Find the word "style" in the listing; pull out each line holding it.

== INPUT DATA ==
━━━━
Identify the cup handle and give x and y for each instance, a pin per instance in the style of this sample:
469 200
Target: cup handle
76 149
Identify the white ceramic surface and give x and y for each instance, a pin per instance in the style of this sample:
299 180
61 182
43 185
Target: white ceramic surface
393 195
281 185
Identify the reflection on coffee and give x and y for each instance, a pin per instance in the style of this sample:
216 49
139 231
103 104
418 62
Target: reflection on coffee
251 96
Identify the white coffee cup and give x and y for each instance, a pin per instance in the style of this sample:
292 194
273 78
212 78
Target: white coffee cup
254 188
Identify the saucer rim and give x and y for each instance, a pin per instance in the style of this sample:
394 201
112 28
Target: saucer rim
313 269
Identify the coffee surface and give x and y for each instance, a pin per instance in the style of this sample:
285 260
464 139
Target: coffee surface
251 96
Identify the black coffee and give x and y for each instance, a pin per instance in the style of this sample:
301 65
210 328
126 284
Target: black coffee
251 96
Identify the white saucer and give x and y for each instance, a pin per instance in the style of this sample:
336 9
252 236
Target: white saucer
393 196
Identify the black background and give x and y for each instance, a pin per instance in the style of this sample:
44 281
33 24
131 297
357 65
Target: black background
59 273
━━━━
== WRITTEN SOLUTION ==
Identify the cup handle and give x and y for each instance, a pin per instance in the style of this sample:
Identify the white ceramic surface and give x and y for each instance, a pin per instance in the style of this sample:
Identify the reflection on coffee and give x and y for each instance, a pin per instance in the style of this sample:
Identify the white coffee cup and give x and y for each instance, a pin per instance in the style of this sample:
Identify the saucer rim and give x and y for each instance, a pin per instance in the style of this sample:
Identify the coffee surface and give x and y for each instance, a pin per instance in the style of this sample:
Identify the black coffee and give x and y for each instance, a pin per instance in the style of this sample:
Identify the white saucer and give x and y for each instance, a pin per instance in the style of this sample:
Identify the black background and give x and y for each instance, a pin per instance in the style of this sample:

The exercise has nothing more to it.